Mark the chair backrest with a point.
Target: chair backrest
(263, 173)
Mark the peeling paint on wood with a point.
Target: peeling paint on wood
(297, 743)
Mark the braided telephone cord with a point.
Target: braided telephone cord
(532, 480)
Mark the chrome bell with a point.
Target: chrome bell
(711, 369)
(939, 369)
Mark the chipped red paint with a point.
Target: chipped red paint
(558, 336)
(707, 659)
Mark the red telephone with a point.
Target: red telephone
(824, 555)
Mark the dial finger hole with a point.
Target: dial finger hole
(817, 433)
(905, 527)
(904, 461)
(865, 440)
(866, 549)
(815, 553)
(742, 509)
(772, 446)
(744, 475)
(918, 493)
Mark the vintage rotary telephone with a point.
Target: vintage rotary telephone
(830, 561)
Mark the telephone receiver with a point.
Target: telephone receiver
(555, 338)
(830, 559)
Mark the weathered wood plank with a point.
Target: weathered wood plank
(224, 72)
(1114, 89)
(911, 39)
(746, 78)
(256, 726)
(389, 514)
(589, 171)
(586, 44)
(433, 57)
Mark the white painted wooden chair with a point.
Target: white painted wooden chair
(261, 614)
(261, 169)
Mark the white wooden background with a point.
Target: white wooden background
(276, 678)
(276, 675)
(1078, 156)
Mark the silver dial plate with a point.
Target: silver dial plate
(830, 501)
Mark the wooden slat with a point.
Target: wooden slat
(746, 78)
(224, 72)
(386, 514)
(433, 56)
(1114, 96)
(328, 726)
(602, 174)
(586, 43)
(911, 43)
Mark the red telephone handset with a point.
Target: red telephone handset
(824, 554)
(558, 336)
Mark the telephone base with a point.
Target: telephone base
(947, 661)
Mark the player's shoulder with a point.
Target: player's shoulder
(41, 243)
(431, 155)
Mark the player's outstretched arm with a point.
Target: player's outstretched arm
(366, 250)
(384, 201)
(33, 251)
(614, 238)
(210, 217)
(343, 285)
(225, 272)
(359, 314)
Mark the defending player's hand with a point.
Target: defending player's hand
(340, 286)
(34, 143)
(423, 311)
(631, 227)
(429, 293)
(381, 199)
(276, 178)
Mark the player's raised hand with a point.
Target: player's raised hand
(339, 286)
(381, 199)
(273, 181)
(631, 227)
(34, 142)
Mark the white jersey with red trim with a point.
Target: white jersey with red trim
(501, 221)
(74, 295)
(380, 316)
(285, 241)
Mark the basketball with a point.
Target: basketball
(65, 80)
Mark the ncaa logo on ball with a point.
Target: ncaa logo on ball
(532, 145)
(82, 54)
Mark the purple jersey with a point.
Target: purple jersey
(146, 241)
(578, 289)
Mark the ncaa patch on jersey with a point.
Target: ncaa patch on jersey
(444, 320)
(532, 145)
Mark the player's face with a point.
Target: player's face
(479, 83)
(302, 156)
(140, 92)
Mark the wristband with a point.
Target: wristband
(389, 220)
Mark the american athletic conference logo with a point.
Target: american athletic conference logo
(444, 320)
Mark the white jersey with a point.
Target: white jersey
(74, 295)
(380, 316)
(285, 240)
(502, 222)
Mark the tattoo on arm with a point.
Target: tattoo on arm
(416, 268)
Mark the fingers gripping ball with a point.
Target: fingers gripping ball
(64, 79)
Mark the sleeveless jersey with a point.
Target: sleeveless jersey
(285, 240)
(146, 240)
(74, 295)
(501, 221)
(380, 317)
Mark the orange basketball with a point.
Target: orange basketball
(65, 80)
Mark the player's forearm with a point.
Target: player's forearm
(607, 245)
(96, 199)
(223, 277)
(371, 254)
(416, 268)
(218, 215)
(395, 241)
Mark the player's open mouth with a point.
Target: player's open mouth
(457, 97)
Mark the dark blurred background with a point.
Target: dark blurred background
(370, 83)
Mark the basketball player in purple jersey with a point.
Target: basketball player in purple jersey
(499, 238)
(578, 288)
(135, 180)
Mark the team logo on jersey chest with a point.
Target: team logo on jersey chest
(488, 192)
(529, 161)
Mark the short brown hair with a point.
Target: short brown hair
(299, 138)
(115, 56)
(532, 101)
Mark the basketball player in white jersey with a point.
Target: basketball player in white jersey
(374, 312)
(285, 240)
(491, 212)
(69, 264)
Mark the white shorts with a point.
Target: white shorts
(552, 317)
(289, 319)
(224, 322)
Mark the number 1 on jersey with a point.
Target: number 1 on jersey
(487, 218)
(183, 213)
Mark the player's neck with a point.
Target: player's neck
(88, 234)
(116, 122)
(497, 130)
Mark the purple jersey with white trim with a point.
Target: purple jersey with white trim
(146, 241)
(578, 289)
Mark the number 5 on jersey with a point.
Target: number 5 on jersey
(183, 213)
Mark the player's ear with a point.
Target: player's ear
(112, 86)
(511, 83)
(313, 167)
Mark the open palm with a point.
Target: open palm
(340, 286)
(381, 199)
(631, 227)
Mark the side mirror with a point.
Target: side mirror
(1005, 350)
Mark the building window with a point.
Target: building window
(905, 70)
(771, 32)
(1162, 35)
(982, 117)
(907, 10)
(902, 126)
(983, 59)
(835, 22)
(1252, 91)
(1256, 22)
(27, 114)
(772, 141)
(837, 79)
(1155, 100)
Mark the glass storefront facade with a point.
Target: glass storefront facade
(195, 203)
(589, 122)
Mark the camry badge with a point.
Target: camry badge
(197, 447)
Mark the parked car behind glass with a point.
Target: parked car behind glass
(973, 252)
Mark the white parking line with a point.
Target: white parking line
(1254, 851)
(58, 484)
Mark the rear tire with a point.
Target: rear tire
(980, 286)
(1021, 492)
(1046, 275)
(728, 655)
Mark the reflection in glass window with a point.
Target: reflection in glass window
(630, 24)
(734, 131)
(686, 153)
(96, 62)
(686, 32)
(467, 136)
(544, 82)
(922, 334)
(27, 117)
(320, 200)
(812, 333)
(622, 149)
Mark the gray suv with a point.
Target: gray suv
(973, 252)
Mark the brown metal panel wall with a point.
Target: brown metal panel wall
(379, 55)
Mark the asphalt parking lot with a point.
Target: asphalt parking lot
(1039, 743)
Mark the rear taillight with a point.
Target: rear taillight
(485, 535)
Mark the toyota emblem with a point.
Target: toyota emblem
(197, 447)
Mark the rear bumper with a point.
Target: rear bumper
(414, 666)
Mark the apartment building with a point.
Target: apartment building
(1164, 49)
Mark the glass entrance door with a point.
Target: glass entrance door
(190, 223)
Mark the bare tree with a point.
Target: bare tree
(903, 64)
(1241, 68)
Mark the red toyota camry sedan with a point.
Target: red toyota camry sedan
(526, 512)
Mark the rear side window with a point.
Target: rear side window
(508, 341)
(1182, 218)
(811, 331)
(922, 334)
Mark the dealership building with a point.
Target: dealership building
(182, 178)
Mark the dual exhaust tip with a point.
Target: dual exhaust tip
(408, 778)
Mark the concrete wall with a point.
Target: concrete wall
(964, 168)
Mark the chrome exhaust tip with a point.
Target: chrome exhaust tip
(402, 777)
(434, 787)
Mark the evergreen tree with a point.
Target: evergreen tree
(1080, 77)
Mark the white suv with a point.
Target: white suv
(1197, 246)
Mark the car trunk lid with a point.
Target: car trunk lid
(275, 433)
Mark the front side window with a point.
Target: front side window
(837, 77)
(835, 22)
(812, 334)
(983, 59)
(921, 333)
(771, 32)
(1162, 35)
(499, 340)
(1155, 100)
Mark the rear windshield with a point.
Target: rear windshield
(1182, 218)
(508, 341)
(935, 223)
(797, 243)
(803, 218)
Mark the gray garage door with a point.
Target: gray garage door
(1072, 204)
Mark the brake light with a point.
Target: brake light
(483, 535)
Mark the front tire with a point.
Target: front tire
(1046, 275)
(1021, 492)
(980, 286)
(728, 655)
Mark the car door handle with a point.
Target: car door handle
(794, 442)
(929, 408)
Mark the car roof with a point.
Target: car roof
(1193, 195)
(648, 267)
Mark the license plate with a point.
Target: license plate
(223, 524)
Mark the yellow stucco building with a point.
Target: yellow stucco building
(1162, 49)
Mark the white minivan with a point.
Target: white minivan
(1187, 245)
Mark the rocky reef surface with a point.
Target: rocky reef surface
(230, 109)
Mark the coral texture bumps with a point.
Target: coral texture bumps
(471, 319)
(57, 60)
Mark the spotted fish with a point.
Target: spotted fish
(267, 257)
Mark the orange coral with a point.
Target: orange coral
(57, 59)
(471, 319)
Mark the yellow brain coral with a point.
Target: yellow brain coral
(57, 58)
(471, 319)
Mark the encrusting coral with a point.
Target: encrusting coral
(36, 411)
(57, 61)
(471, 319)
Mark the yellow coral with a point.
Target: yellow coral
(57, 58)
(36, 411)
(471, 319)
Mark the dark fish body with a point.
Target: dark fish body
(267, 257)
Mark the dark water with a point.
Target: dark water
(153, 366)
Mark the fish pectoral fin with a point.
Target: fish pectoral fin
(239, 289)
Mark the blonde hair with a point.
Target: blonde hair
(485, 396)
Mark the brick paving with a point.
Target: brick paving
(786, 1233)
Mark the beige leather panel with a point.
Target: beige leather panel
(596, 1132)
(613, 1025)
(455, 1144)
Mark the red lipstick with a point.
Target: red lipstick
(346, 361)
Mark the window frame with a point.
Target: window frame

————

### Directive:
Update the data from the line that contains "Mark the spotted fish with a point." through the end of the data by changing "brick paving" to "cobblestone paving". Give only those lines, with everything else left unchanged.

### Exercise solution:
Mark the spotted fish with a point.
Target: spotted fish
(267, 257)
Mark the orange coral with a point.
Target: orange coral
(57, 59)
(471, 319)
Mark the yellow brain coral with a point.
Target: yellow brain coral
(57, 58)
(471, 319)
Mark the encrusting coral with a point.
Target: encrusting coral
(36, 411)
(57, 61)
(471, 319)
Mark the yellow coral with a point.
Target: yellow coral
(57, 58)
(36, 411)
(471, 319)
Mark the dark fish body with a point.
Target: dark fish body
(267, 257)
Mark the dark water with a point.
Target: dark water
(153, 366)
Mark the fish pectoral fin with a point.
Target: fish pectoral fin
(239, 289)
Mark the blonde hair with a point.
Target: blonde hair
(485, 396)
Mark the cobblestone paving with a point.
Target: cobblestone paving
(786, 1233)
Mark the beige leather panel with a point.
Target: beige leather panel
(596, 1132)
(613, 1025)
(455, 1144)
Mark the red lipstick with a point.
Target: red lipstick
(346, 361)
Mark the window frame with a point.
Target: window frame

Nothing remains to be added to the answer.